Start of Entries supplied

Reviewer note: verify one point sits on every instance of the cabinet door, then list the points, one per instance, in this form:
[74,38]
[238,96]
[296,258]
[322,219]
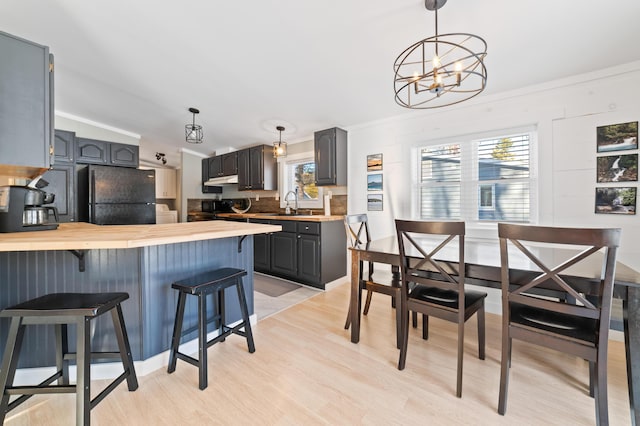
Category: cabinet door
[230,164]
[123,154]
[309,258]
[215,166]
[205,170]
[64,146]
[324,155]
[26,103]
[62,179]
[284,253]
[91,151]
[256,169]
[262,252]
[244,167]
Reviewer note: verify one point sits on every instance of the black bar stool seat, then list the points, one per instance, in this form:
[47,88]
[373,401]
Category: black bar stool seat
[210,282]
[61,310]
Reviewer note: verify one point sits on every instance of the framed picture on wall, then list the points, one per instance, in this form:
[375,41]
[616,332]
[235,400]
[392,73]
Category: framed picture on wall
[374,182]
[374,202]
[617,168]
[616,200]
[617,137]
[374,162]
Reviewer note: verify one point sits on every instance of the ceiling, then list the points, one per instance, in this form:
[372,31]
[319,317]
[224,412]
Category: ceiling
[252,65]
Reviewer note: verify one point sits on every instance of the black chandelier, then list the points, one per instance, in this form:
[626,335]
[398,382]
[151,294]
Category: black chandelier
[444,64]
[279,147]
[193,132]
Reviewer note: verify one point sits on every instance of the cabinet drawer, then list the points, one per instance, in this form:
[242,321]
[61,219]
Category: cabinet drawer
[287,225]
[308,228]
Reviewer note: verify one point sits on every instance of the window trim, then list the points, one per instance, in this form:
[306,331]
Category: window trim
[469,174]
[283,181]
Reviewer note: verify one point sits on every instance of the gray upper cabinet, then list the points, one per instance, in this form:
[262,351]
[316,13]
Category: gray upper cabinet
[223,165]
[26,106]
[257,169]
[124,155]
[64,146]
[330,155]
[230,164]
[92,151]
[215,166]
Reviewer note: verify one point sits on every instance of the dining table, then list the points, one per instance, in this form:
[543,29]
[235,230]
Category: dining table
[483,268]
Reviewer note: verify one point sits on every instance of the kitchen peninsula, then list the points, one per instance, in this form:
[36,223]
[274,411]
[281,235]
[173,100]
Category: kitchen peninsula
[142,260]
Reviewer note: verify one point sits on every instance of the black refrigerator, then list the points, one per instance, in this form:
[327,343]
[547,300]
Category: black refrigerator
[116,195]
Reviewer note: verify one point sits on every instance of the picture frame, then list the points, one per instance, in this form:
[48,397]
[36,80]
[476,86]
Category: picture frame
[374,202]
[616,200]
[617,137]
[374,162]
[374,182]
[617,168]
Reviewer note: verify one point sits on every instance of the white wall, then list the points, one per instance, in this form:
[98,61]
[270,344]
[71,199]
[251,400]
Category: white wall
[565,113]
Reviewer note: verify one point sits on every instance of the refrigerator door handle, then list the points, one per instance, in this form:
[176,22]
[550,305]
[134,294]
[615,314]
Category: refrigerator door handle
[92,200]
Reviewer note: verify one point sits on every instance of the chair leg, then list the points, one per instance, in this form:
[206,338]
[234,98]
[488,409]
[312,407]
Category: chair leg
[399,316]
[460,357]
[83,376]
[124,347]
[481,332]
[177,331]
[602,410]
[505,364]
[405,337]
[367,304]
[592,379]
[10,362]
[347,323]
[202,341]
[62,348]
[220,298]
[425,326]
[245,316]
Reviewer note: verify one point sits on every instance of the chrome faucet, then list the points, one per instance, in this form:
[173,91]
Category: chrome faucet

End of Entries supplied

◆ The request:
Set out the material as a numbered list, from the line containing "of the chrome" through the end of the material, both ends included, and leave out any blank lines.

◆ Exercise solution:
1. Reviewer note: verify one point sits on every instance of the chrome faucet, then list the points, one per instance, in this form:
2. [173,91]
3. Category: chrome faucet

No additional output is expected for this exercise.